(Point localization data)
<<<<
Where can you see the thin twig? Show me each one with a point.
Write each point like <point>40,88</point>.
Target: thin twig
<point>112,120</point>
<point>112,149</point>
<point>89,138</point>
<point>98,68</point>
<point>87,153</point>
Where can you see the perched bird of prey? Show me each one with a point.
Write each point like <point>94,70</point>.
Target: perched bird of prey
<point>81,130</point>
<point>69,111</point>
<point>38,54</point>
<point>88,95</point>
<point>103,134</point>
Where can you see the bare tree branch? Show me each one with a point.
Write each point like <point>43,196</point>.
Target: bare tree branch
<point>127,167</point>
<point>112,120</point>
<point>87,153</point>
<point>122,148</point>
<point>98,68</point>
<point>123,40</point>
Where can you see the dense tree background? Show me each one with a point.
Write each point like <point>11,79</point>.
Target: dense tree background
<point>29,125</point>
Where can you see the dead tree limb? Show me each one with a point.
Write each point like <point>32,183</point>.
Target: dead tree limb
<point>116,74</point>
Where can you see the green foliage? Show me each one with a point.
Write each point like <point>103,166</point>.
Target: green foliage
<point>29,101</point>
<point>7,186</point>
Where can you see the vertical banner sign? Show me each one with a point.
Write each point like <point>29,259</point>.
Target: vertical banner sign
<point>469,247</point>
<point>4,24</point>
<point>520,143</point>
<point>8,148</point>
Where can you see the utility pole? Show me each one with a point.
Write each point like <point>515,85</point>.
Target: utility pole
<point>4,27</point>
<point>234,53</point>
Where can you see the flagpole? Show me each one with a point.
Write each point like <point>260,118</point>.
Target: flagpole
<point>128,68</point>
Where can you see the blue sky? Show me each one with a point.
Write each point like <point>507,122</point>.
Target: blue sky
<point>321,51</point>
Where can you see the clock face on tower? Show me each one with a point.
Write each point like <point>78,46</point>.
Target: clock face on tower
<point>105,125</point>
>>>>
EXERCISE PROMPT: After reading through the records, count the lines that hold the string "like" and give only the count.

ANSWER FOR THIS EXERCISE: 11